HOOGWAARDIGE 'ACHTERTUINKUNST' MET DE FUNCTIE VAN SCHUURPAPIER

Michiel van Opstal / Tubelight 41 / 1 november 2005

Er was eens een schuur… Je weet wel: zo’n minihuisje in een achtertuin. Mensen proppen er alles in wat ze in hun echte huis niet kwijt kunnen: vuilniszakken met oude kleren, gereedschap, halfvergane meubelen, gehavende elektronica, kisten vol met geel geworden pockets en natuurlijk de onvermijdelijke frituurpan (in het echte huis mag het niet ruiken naar de goedkope lucht van patat en kroketten, dat trekt in de gordijnen). De schuur is iets tussen een huishoudelijke vuilnisbelt en een vluchtoord in. Het is een plek waar de heer of mevrouw van het Huis tot rust komt tijdens of na een slopende ruzie, waar mensen met vreemde hobby’s naartoe worden verbannen. Modeltreinen kun je er aan treffen, doka’s, naaiateliers, experimentele proefopstellingen van verstrooide uitvinders… en kunst.

....

Welke dingen proppen mensen volgens het stuk over de schuur in hun schuur omdat ze die in hun echte huis niet kwijt kunnen? Noem ze allemaal. De rijen zijn hiervoor niet nodig.

Vermelde rijen
....

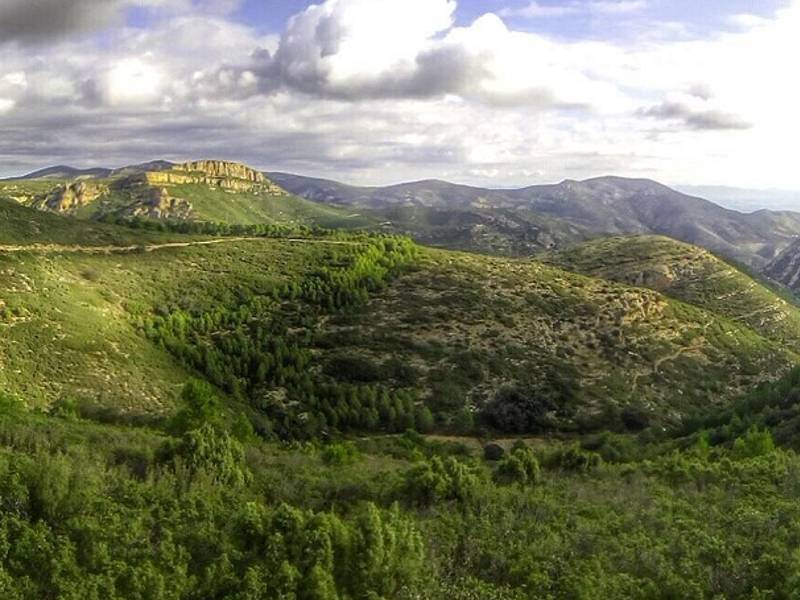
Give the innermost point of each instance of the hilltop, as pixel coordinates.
(594, 207)
(207, 190)
(452, 332)
(687, 273)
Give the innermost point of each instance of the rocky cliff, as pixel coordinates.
(69, 197)
(215, 173)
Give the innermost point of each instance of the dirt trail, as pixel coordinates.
(64, 249)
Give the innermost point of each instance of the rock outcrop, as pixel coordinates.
(215, 173)
(69, 197)
(158, 204)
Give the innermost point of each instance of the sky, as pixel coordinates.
(487, 92)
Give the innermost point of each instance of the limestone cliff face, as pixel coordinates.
(215, 173)
(225, 169)
(67, 198)
(158, 204)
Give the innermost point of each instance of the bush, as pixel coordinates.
(754, 443)
(518, 466)
(440, 481)
(200, 405)
(340, 454)
(573, 458)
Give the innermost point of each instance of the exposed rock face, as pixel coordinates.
(67, 198)
(160, 205)
(785, 268)
(216, 173)
(221, 168)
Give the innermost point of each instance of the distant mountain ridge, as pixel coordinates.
(598, 206)
(513, 222)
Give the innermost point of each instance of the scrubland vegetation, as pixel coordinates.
(307, 415)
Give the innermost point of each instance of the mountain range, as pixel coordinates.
(505, 222)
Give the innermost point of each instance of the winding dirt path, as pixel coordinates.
(65, 249)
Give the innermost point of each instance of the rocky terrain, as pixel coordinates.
(591, 208)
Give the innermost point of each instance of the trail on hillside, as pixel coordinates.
(75, 249)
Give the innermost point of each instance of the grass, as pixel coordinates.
(690, 274)
(586, 346)
(454, 330)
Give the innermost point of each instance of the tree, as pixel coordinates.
(200, 405)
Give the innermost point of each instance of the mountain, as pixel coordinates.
(458, 332)
(746, 200)
(591, 208)
(64, 172)
(785, 268)
(335, 414)
(687, 273)
(209, 190)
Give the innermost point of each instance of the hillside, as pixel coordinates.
(210, 191)
(595, 207)
(785, 268)
(687, 273)
(464, 335)
(442, 409)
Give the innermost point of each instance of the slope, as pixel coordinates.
(362, 332)
(600, 206)
(687, 273)
(785, 268)
(210, 191)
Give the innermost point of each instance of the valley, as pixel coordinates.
(252, 359)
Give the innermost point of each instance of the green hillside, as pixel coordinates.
(687, 273)
(474, 341)
(222, 206)
(130, 196)
(310, 417)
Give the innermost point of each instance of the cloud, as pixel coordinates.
(703, 119)
(385, 90)
(356, 50)
(44, 19)
(536, 10)
(41, 21)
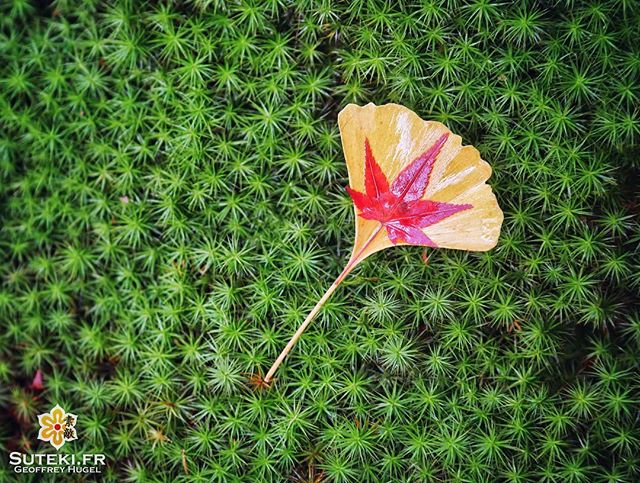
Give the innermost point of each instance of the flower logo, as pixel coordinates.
(57, 427)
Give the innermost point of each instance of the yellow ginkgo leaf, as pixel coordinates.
(412, 183)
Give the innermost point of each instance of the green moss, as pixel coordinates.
(172, 204)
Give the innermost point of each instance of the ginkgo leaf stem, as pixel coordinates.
(312, 315)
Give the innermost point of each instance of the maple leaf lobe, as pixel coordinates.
(400, 207)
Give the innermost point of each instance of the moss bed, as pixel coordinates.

....

Oplossing
- vuilniszakken met oude kleren
- gereedschap
- halfvergane meubelen
- gehavende elektronica
- kisten vol met geel geworden pockets
- de onvermijdelijke frituurpan